The Spark

the Voice of
The Communist League of Revolutionary Workers–Internationalist

“The emancipation of the working class will only be achieved by the working class itself.”
— Karl Marx

Los Angeles Fracking Boom:
Enormous Dangers and Risks

Mar 19, 2012

In early 2006, smells of sulfur dioxide and crude oil released by oil drilling operations wafted through nearby residential areas in Baldwin Hills, southwest of downtown Los Angeles. Complaints about the odors came from as far as two miles away, and a number of residents evacuated the area.

Residents were stunned that one of the most extensive drilling programs in the state–drilling only hundreds of feet from some residences–had begun.

Oil companies had been quietly drilling new wells since 2002, using a technique called hydraulic fracturing, or “fracking.” By injecting a mixture of water, sand, and toxic chemicals under high pressure into the ground, drillers are able to gain access to hard-to-reach deposits of oil and natural gas.

Nationwide, fracking has been driving an oil and natural gas boom. California is becoming one of the most important centers of this new oil boom. This has created mounting anxiety in communities throughout the Los Angeles region, from Culver City to Monterey Park, where residents are slowly discovering that new oil drilling using fracking has gone on for years, sometimes in densely populated areas.

▸ **Information supplied**:
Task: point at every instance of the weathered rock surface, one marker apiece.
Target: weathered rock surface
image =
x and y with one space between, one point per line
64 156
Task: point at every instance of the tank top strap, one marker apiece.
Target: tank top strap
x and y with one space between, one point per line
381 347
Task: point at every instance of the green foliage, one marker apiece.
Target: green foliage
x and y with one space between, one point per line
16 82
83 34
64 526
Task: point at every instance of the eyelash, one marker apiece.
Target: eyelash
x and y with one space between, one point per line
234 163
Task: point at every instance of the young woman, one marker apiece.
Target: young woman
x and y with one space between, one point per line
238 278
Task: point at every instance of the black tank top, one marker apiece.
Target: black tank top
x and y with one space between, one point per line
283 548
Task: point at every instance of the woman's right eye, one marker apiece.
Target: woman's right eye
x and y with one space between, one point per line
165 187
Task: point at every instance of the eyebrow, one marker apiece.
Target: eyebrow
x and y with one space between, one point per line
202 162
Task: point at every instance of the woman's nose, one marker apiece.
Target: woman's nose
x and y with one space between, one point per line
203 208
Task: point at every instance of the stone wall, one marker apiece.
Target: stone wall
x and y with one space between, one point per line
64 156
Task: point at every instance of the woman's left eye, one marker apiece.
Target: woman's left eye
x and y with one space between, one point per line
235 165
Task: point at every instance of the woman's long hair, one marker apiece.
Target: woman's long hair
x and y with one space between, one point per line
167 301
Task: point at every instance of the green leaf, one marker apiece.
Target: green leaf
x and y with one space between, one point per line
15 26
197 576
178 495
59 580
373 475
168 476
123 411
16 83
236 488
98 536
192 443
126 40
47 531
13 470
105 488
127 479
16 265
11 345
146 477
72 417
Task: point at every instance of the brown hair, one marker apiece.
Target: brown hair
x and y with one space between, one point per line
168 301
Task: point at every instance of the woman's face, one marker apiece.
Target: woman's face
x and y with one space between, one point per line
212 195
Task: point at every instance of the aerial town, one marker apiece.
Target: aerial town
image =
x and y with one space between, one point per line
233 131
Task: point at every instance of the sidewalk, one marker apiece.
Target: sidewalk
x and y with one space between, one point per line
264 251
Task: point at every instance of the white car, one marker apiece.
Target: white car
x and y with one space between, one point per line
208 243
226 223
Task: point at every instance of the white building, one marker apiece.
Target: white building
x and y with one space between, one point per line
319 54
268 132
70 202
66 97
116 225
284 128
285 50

▸ **Questions**:
[1] In the article on the Los Angeles fracking boom, since what year had oil companies been quietly drilling new wells?
[2] Continue the article on the Los Angeles fracking boom, picking up after its last sentence.
The listing comes from a separate source and is unrelated to the article.

▸ **Answers by item**:
[1] Since 2002.

[2]
Injecting huge amounts of substances, including toxic chemicals, into the ground multiplies the usual dangers of oil spills and hazardous gas leaks. Toxic chemicals injected into the ground often pollute the water table. Fracking has also been found to be responsible for setting off earthquakes! The United States Geological Survey (USGS) reports that, “Earthquakes induced by human activity have been documented in a few locations” in the United States, Japan, and Canada, “the cause [of which] was injection of fluids into deep wells for waste disposal and secondary recovery of oil, and the use of reservoirs for water supplies.” Seismologists at Columbia University recently reported that several earthquakes in Ohio throughout 2011–including a substantial, magnitude 4.0 on New Year’s Eve that had hit Youngstown–are linked to the hydraulic fracturing process.

Obviously, there is the danger that fracking in the vastly populated Los Angeles region, that sits on literally thousands of earthquake faults, could set off a much worse catastrophe.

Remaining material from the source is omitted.